[Start of Text shown]

Metropolis is a silent film by German director Fritz Lang, belonging to the category of expressionist cinema. The film focuses on a dystopian world that reflects both the teleology of a utilitarian ideology of Western origin and contemporary issues of a transhumanist and technological nature in a visionary manner. Set against the turbulent backdrop of the Weimar Republic, Metropolis boldly reflects on humanity, technological progress, and the social challenges of a rapidly changing world. These elements form the main subject of the present reflections.

What characterizes Metropolis is its visual brilliance, which immerses the audience in a kaleidoscopic cityscape. The monumental skyscrapers, steaming factories, and labyrinthine underground canals create a surreal urban world whose realism draws the viewer into the intricacies of a ‘Dämonie der Großstadt’1 (cf. Sauermann 2004). The city itself, depicted as a leitmotif in the film, serves as a reflection of human ambitions and societal structures, notably showcasing elements of capitalist power dynamics. All the characters portrayed in the film, whether prominent or poor, function as archetypes representing deeper socio-critical issues. In this regard, the protagonist Freder, son of the powerful industrial magnate Joh Fredersen, stands in the middle of the social fabric, while the rebellious Maria serves as the voice of the oppressed. A story of love, power, and revolution unfolds between these two poles, delving into the deepest layers of the human psyche and revealing institutionally established patriarchal power dynamics and practices.

[End of Text shown]
[Start of Dataset]

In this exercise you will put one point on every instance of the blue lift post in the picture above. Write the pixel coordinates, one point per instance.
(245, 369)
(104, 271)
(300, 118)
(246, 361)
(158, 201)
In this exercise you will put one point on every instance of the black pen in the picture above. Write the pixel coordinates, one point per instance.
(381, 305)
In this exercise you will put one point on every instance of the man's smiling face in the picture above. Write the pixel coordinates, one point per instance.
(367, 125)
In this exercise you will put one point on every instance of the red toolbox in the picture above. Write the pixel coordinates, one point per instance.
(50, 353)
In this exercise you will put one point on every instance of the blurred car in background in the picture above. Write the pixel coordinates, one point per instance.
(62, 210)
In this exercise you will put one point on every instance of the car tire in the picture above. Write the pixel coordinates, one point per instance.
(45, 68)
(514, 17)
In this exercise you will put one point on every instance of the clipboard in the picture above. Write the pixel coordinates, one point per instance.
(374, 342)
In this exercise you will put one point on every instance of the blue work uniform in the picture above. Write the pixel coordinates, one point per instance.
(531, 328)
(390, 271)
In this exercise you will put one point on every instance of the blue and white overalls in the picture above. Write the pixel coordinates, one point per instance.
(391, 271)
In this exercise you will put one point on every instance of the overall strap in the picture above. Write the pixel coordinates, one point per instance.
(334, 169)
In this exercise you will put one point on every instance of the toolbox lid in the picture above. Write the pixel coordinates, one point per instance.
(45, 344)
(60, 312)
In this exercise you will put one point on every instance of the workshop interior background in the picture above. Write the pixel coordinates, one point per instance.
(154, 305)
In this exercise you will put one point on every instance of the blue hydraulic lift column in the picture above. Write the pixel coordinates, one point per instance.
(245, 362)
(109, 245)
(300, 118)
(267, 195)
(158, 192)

[End of Dataset]
[Start of Dataset]

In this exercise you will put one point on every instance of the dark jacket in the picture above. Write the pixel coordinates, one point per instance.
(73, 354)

[End of Dataset]

== Short task ==
Reproduce the passage on Metropolis above word for word, from its first sentence to its last.

== Answer ==
Metropolis is a silent film by German director Fritz Lang, belonging to the category of expressionist cinema. The film focuses on a dystopian world that reflects both the teleology of a utilitarian ideology of Western origin and contemporary issues of a transhumanist and technological nature in a visionary manner. Set against the turbulent backdrop of the Weimar Republic, Metropolis boldly reflects on humanity, technological progress, and the social challenges of a rapidly changing world. These elements form the main subject of the present reflections.

What characterizes Metropolis is its visual brilliance, which immerses the audience in a kaleidoscopic cityscape. The monumental skyscrapers, steaming factories, and labyrinthine underground canals create a surreal urban world whose realism draws the viewer into the intricacies of a ‘Dämonie der Großstadt’1 (cf. Sauermann 2004). The city itself, depicted as a leitmotif in the film, serves as a reflection of human ambitions and societal structures, notably showcasing elements of capitalist power dynamics. All the characters portrayed in the film, whether prominent or poor, function as archetypes representing deeper socio-critical issues. In this regard, the protagonist Freder, son of the powerful industrial magnate Joh Fredersen, stands in the middle of the social fabric, while the rebellious Maria serves as the voice of the oppressed. A story of love, power, and revolution unfolds between these two poles, delving into the deepest layers of the human psyche and revealing institutionally established patriarchal power dynamics and practices.